• DATASET RECORDS
* * * * * * *

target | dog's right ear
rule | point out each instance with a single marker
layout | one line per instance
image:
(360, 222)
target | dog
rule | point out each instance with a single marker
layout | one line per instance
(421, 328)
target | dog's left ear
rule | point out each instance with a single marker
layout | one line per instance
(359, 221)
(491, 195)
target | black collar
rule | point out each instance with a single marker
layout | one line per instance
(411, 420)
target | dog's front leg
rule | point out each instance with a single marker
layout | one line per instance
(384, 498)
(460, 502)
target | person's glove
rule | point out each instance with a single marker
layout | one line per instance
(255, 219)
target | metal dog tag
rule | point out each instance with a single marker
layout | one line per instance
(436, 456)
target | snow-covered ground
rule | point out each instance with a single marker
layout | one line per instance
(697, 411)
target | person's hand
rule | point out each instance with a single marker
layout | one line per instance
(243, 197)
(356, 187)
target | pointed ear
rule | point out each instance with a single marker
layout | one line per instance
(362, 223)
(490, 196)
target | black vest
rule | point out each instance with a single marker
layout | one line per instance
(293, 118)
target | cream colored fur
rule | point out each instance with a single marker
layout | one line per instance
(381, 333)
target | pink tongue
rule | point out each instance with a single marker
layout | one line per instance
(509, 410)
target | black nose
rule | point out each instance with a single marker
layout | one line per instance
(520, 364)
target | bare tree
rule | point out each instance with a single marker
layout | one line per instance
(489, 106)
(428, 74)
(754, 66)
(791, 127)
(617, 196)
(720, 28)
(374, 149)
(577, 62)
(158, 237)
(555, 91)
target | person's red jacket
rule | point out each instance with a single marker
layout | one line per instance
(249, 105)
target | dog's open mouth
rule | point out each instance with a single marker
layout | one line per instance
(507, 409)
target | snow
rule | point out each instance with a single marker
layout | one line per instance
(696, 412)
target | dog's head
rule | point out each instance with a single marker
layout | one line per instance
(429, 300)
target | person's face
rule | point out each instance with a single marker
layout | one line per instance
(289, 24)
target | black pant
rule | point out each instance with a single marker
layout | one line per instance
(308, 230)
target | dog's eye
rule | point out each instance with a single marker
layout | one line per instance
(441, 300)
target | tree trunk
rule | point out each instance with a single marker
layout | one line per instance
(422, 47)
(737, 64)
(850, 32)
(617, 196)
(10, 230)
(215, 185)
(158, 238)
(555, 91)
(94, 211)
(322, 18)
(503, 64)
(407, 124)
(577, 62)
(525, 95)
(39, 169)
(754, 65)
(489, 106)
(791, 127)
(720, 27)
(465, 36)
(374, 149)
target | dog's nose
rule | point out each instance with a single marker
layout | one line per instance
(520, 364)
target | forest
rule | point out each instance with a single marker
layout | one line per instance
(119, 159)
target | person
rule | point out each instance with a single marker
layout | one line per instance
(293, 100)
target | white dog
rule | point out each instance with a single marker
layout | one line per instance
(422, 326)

* * * * * * *

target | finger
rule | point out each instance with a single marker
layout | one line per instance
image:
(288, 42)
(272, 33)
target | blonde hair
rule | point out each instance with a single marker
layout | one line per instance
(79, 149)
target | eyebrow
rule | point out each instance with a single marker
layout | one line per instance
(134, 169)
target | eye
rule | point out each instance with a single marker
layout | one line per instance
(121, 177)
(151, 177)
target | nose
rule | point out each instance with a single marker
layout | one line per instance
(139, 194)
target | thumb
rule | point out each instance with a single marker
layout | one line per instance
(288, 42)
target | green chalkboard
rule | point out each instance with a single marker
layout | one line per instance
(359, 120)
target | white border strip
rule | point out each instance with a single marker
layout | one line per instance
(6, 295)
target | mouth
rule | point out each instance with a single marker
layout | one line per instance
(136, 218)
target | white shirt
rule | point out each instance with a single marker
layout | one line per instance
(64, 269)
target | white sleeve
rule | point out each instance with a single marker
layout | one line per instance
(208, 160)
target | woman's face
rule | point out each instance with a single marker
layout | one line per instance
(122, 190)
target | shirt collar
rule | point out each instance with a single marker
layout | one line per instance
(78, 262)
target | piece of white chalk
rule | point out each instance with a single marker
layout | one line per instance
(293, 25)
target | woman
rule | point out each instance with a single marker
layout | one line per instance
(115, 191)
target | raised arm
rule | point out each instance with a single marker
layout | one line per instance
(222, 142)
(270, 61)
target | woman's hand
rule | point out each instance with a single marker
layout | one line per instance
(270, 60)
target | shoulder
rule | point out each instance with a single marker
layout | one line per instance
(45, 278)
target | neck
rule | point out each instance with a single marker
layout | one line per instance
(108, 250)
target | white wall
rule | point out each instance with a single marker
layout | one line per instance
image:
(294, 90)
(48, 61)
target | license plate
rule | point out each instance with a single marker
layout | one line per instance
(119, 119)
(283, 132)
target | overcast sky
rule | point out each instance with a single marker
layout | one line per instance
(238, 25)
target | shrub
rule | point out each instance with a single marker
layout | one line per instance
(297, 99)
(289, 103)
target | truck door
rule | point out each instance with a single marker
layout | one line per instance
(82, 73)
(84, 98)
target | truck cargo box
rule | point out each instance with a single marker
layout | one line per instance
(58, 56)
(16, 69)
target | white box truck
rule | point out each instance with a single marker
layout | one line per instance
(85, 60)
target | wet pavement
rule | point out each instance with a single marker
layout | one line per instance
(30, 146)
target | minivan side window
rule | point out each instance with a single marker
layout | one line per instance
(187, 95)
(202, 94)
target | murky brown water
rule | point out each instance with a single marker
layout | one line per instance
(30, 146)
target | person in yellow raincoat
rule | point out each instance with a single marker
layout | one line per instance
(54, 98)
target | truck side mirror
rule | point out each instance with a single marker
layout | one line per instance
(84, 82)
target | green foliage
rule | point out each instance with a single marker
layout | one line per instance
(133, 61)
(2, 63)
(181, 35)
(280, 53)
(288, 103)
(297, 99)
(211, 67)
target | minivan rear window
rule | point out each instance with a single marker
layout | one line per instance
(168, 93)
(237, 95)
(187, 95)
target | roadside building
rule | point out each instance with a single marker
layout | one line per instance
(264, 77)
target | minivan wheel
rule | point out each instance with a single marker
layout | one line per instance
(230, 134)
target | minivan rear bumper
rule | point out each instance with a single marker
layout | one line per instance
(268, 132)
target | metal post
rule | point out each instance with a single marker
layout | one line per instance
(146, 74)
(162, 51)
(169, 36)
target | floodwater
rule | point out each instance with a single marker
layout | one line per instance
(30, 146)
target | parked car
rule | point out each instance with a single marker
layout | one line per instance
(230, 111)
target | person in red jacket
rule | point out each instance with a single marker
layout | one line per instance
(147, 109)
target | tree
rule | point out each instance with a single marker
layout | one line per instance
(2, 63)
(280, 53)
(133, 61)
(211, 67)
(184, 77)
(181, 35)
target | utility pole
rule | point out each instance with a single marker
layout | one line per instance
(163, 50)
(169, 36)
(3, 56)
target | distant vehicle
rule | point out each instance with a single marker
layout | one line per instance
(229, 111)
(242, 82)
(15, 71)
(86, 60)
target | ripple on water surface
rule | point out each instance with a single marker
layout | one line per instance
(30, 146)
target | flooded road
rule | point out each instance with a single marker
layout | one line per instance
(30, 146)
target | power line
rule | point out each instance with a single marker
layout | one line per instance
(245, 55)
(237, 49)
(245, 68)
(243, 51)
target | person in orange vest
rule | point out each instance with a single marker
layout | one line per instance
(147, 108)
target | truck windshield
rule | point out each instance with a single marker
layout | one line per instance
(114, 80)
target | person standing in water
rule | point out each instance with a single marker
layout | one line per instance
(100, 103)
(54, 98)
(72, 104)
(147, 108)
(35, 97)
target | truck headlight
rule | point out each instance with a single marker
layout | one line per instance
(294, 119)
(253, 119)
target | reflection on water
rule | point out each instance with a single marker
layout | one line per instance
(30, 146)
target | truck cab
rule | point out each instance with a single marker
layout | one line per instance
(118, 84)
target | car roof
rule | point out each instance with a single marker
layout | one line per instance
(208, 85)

* * * * * * *

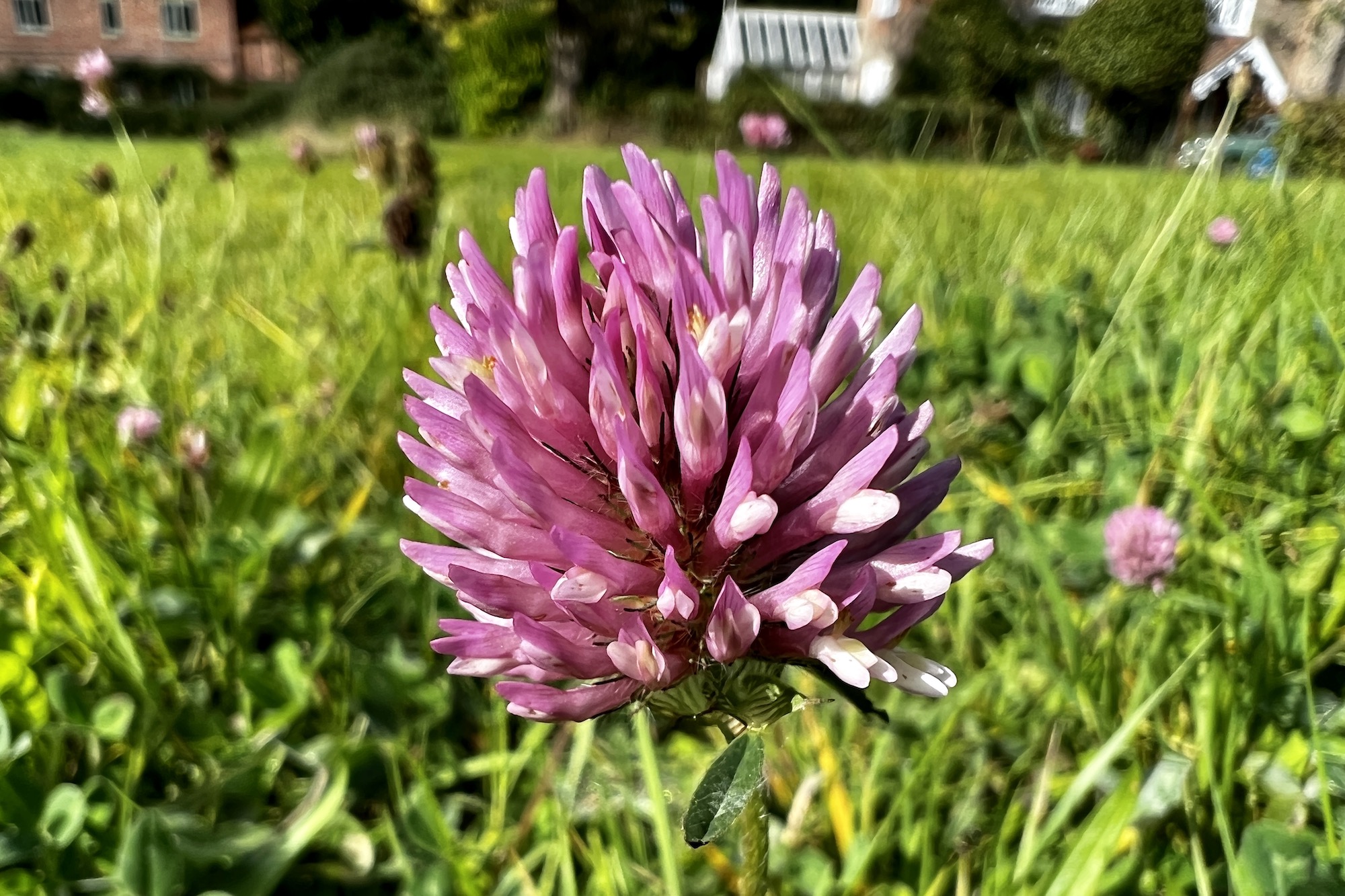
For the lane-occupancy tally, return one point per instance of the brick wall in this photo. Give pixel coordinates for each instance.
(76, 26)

* * * * * * *

Please show every line of the rows above that contains the word "rear".

• WRITTEN RESPONSE
target | minivan rear window
target | minivan rear bumper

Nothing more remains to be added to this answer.